▶ [TEXT SEGMENT]
--- Start ---
Saturday, January 11, 2014

Saturday Serendipity (January 11, 2014)

Saturdays often allow a more leisurely approach to life than work days. I can more easily post links to some blog posts or other materials I have discovered during the week, or even to those discovered during a Saturday morning coffee and extended surfing of the blogosphere/internet.

Here are a few recommendations for inclusion on your reading list.

1.  As this particular item is being written a few days earlier than usual, we are covered in snow here in northwestern Virginia and bracing for cold that could break records -- although as a New Englander the depth of the snow and the bite of the cold is not what I recall from New Hampshire in the early 1960s.  Nonetheless we will be paying special attention to the weather forecasts for Saturday, January 11th because we are attending my nephew's wedding in Philadelphia today.  So this weather-conscious event and a post last Saturday by Judy Russell at award winning blawg, The Legal Genealogist, have emphasized the importance weather can have on our family history and memories.  Judy tells a nice story about her experience of awesome winters, but she also provides some great links to use to check weather facts for your memories and family histories. Read "The Storms of Memory"here and get some very useful links provided by Judy.        
2.  One of the discoveries that we often make about our ancestors and the times in which they lived, is that child labor outside the family home and off the family farm was treated much differently than it is today. The Vault provides some nice graphics in the form of U.S. maps showing child labor regulation in the early 1930s.  A series of maps illustrate: the ages each state established for when compulsory day school attendance ended; the minimum level of educational attainment by grade required for children going to work under age 16; the states that required physical examinations of children going to work; the hours per day that children under age 16 were allowed to work; and the states that allowed children under 16 to do night work in factories and stores. It was a different world for child labor in the 1930s and depending on which state a child lived in, it could be a VERY different world.

3.  A post from Up Front With NGS provides a timely reminder of the importance of analyzing documents used to substantiate genealogical claims and conclusions.  The post also provides useful links to tools for assisting in one's analysis.

4.  Speaking of discoveries that are made during genealogy research . . . how about coming across a possible murder in the family? Diane Boumenot of One Rhode Island Family is one of the more thoughtful and thorough genealogy bloggers around and her research posts are always a pleasure to read and admire, but her post this week, "Using Evidence to Solve a Murder," is especially engaging and instructive regarding how to ferret out and use sources.  It is a top drawer read for this week!
--- End ---
▶ [STORED DATA]
--- Start ---
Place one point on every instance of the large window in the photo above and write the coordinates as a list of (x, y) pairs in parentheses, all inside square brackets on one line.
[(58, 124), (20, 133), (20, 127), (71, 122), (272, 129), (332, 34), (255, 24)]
--- End ---
▶ [PROBLEM STATEMENT]
According to the Saturday reading-list post above, in what city is the writer's nephew getting married?

▶ [FULL SOLUTION]
Philadelphia